### Work order
Nothing but the pictures should be dropped when the records are transcribed word for word.

=====

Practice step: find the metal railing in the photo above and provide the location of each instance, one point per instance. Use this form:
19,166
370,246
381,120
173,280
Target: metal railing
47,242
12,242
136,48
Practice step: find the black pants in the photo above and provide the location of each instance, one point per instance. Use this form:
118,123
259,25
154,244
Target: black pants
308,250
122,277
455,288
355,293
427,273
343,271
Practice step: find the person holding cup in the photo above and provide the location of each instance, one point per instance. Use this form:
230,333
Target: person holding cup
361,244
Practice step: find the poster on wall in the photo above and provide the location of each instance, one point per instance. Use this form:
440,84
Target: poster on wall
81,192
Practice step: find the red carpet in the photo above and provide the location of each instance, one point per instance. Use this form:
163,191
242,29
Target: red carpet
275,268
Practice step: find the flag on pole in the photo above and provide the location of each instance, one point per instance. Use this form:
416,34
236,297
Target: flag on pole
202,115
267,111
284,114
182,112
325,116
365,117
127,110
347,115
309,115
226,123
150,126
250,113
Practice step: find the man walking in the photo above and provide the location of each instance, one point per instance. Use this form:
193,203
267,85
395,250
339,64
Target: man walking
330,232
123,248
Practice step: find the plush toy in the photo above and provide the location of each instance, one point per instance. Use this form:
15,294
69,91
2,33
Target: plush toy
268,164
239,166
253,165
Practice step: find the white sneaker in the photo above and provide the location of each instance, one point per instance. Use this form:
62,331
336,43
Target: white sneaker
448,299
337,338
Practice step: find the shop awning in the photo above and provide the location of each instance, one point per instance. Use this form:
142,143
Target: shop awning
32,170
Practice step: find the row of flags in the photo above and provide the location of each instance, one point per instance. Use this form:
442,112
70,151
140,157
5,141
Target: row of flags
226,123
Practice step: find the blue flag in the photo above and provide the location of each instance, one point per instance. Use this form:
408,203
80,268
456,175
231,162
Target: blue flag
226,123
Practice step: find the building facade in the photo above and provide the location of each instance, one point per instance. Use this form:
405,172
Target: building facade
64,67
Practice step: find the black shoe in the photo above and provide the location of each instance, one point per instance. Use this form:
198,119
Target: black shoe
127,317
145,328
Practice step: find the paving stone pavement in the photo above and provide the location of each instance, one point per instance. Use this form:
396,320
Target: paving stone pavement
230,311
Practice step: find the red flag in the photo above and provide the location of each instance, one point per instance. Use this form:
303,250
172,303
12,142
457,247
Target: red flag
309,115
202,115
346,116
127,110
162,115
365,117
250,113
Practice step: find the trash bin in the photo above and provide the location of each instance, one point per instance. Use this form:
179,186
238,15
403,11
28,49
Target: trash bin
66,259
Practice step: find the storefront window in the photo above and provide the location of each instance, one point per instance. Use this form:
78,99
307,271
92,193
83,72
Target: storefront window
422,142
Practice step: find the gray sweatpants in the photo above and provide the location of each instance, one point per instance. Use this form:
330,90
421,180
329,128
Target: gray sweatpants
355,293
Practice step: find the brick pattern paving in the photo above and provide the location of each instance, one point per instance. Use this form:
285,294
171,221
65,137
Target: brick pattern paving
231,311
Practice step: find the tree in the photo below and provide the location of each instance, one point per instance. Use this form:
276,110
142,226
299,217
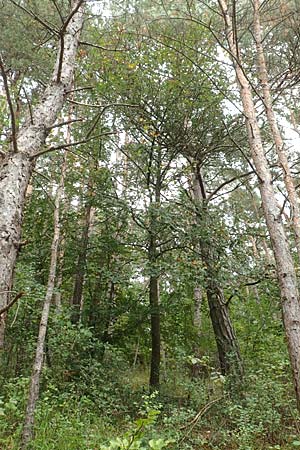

=====

### Answer for the task
Practice step: find the metal railing in the photo above and provide the location of each instance, one point per instance. Use this form:
19,166
370,246
381,120
173,280
Target: metal railing
47,242
12,242
136,48
Practice step: find the black pants in the photo above and provide the location of each instance, one point per instance. Use this form:
118,123
259,25
154,244
Target: black pants
308,250
122,277
455,288
355,293
427,273
343,271
Practice step: find the person holding cup in the photo above and provide the location of each instance, one point per instance. Use this form:
230,333
Target: person holding cup
361,244
Practice step: find the poster on wall in the photo above and provide the location of each instance, one point per instance. Use this form:
440,84
Target: poster on wall
81,192
Practice step: find the red carpet in the photo above and provide the location of each instance, one point per instance. Use this form:
163,191
242,29
Target: red carpet
275,268
Practice step: find the flag on pole in the photo above and provide the location of each instance, one point per instance. Use this form:
416,34
236,297
Target: flag on pole
202,115
267,111
284,114
182,112
325,116
365,117
127,110
347,115
309,115
226,123
150,126
250,113
Practice step: find the man walking in the photo above and provide the location of each instance, one point per instance. Use this form:
193,203
267,85
395,250
339,64
Target: man walking
330,232
123,248
Practice step: find the plush toy in the photo above and provide the location of each instance, one point per instance. Use this form:
15,294
69,91
2,33
Target: plush toy
268,164
239,166
253,165
Practice step: find the white sneaker in the photo above and provide the location of each instance, one point per instance. Use this form:
62,331
336,43
Target: white sneaker
448,299
337,338
Practice step: find the shop awning in the photo above and provide the location of each instance, one point per instance. Use this form:
142,143
Target: shop awning
32,170
Practice step: find the row of flags in the photo above and provide the location of each instance, one point per instance. Use this form:
442,112
70,151
140,157
5,141
Target: row of flags
226,123
Practice step: find the blue flag in the photo above and provide the location of each instance, one point per instance. Use this form:
408,203
80,268
456,175
231,162
Target: blue flag
226,123
Practice step: find the building facade in the photo above and provide the location of each instance, one point per instance. Use this form:
405,172
Target: building facade
64,67
Practice step: find the black shoe in the photo above and provide the location of each instance, one point per instance. Use this form:
198,119
Target: black shoe
127,317
145,328
Practice step: find the paving stone pavement in the photo above and provide the location of each instance, one point per instance. Use this form:
396,320
Target: paving stone pavement
230,311
Practice step: find the red flag in the photo above and provide the location of each instance, one point per instance. Use this form:
303,250
172,303
12,142
457,247
Target: red flag
309,115
202,115
346,116
127,110
162,115
365,117
250,113
Practice step: find the trash bin in the photo above and provide the location of each instance, one point per instance. Use this form:
179,186
238,15
403,11
28,49
Target: trash bin
66,259
Practice step: find the storefront window in the photo above and provide the location of each instance, one point per instance. Use this form:
78,99
307,271
92,193
83,72
Target: storefront window
422,142
Practice step: find the gray sweatpants in the photo above and provide the location of each instance, one point per instance. Use this form:
330,90
421,180
329,128
Target: gray sweatpants
355,293
Practice step: find the brick pattern paving in the photo above and provide the location of each instance, one point per instance. Use this form:
285,294
171,221
65,137
Target: brick pattern paving
231,311
Practice step: find the tree in the photo below and provide the location of each instance, one point per instance. Use this form:
276,110
142,226
299,217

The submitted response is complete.